**Aim of the task**
Copy the records below line by line and word for word, from the very first line through the line with "Query: truck tire", omitting each picture.

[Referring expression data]

========================================================================

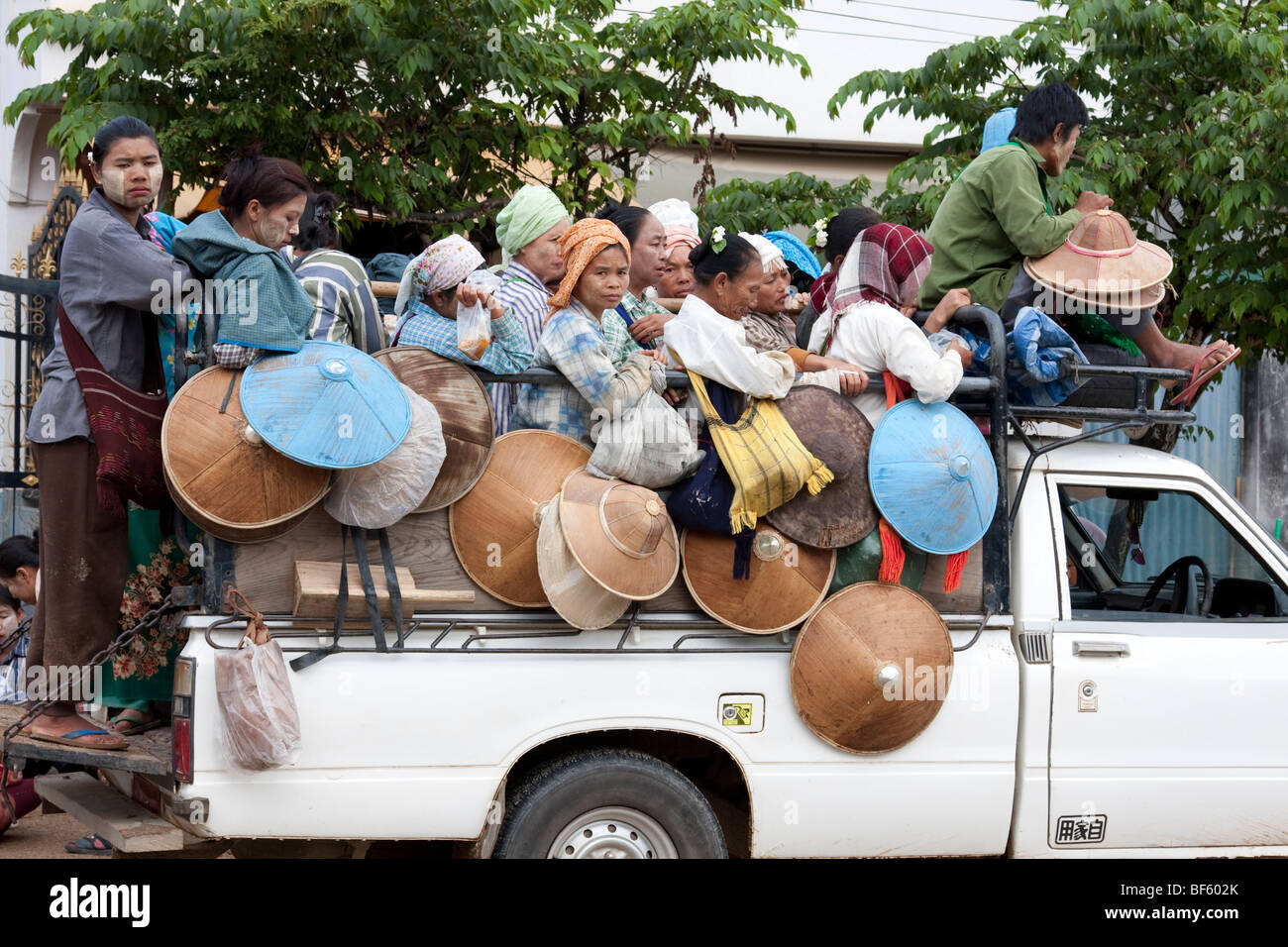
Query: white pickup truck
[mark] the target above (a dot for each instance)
(1120, 688)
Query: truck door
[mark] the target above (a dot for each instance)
(1170, 689)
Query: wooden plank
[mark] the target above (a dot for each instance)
(317, 585)
(121, 821)
(149, 753)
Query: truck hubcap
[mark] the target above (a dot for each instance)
(613, 832)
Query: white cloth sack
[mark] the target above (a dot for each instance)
(648, 444)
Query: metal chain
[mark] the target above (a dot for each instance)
(151, 620)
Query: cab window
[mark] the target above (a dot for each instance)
(1134, 553)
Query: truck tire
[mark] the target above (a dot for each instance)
(1107, 392)
(608, 804)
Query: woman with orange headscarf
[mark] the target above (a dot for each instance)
(587, 341)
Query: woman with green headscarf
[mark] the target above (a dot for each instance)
(528, 231)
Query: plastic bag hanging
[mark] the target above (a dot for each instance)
(473, 329)
(259, 724)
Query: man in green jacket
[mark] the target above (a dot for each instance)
(999, 211)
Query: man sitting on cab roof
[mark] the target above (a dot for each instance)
(999, 211)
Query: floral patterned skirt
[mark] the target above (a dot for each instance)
(145, 671)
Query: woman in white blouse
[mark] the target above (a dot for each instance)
(870, 324)
(707, 335)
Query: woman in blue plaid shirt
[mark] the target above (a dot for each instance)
(433, 285)
(588, 342)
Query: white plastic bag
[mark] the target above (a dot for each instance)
(381, 493)
(473, 330)
(648, 444)
(259, 725)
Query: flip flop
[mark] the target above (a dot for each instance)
(89, 845)
(72, 738)
(1186, 394)
(136, 727)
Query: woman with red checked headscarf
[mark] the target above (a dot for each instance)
(870, 326)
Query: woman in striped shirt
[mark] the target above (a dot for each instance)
(336, 282)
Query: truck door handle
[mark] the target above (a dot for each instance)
(1102, 648)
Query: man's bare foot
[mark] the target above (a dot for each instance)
(53, 724)
(133, 719)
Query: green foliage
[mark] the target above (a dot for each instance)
(795, 198)
(433, 112)
(1186, 137)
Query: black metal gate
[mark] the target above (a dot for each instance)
(29, 303)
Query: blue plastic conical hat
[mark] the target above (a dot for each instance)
(327, 405)
(932, 476)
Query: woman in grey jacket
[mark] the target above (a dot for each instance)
(111, 273)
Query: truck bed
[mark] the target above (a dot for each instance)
(149, 753)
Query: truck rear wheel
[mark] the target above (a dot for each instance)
(608, 804)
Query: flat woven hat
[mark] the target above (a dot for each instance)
(837, 433)
(932, 476)
(222, 474)
(378, 495)
(619, 534)
(494, 526)
(787, 579)
(1102, 261)
(872, 668)
(327, 405)
(464, 410)
(580, 599)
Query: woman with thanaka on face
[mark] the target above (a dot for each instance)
(870, 322)
(587, 341)
(107, 287)
(346, 308)
(647, 239)
(261, 305)
(681, 226)
(434, 286)
(837, 236)
(528, 231)
(707, 335)
(769, 326)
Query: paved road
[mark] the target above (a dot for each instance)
(43, 836)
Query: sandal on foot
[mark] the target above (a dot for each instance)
(89, 845)
(1198, 379)
(137, 723)
(73, 738)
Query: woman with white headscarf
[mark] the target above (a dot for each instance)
(433, 286)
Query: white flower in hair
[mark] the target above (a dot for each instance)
(820, 232)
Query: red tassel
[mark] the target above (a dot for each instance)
(954, 569)
(892, 554)
(110, 500)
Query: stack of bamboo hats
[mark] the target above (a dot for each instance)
(1104, 266)
(494, 525)
(601, 545)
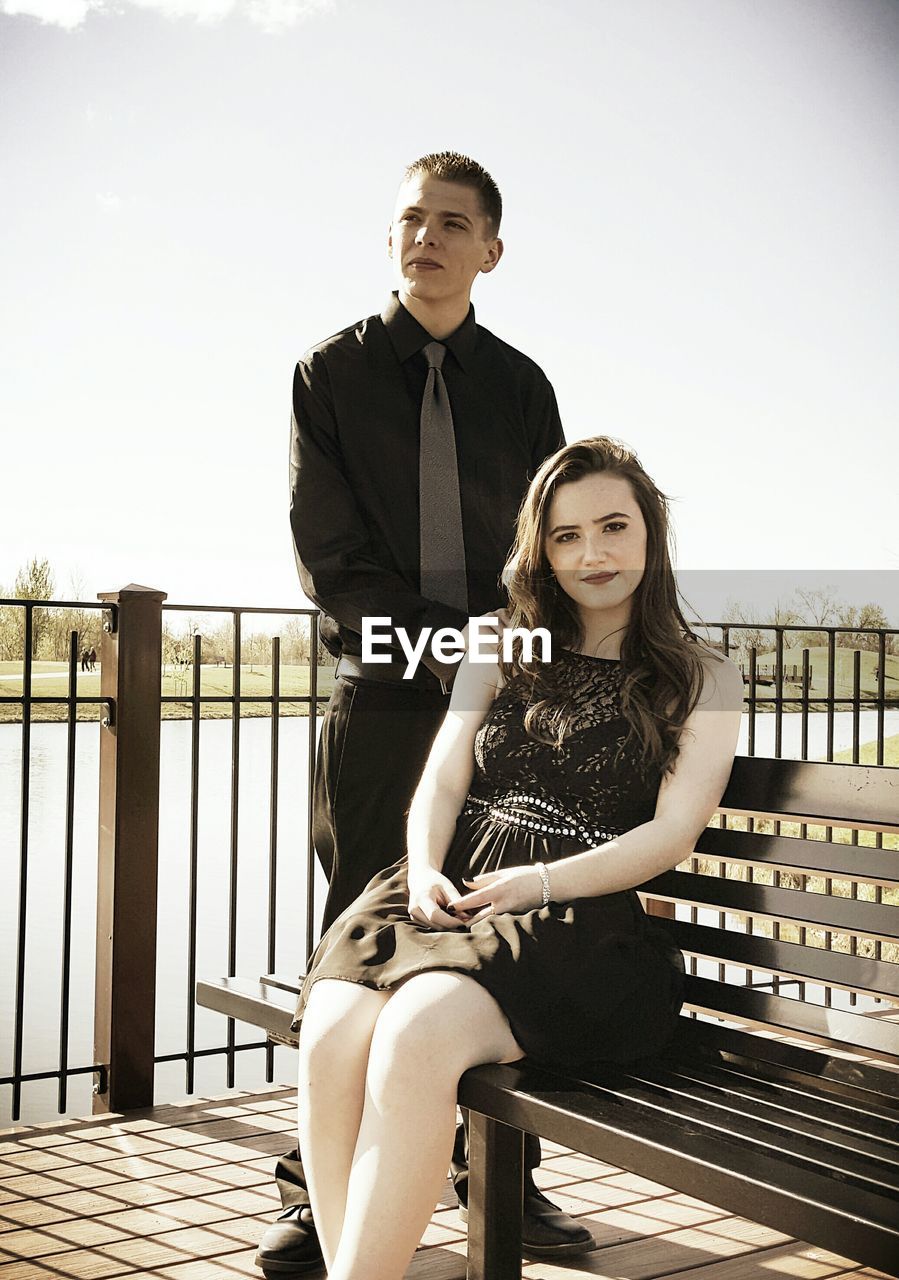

========================================================================

**Output below**
Query: white pickup truck
[mark] the target above (a dot for each instance)
(1120, 688)
Query: truck door
[mark] the target above (a dot for each instance)
(1170, 689)
Query: wooden plank
[mark] the target above (a dot for each instance)
(317, 585)
(121, 821)
(149, 753)
Query: truck hubcap
[mark] the target above (a dot for each instance)
(613, 832)
Query: white cloth sack
[mark] the target above (a dot for each instance)
(648, 444)
Query: metal chain
[mark] the target above (a dot for each instance)
(151, 620)
Query: cab window
[mark] the target above (a dot for each instance)
(1134, 553)
Query: truck tire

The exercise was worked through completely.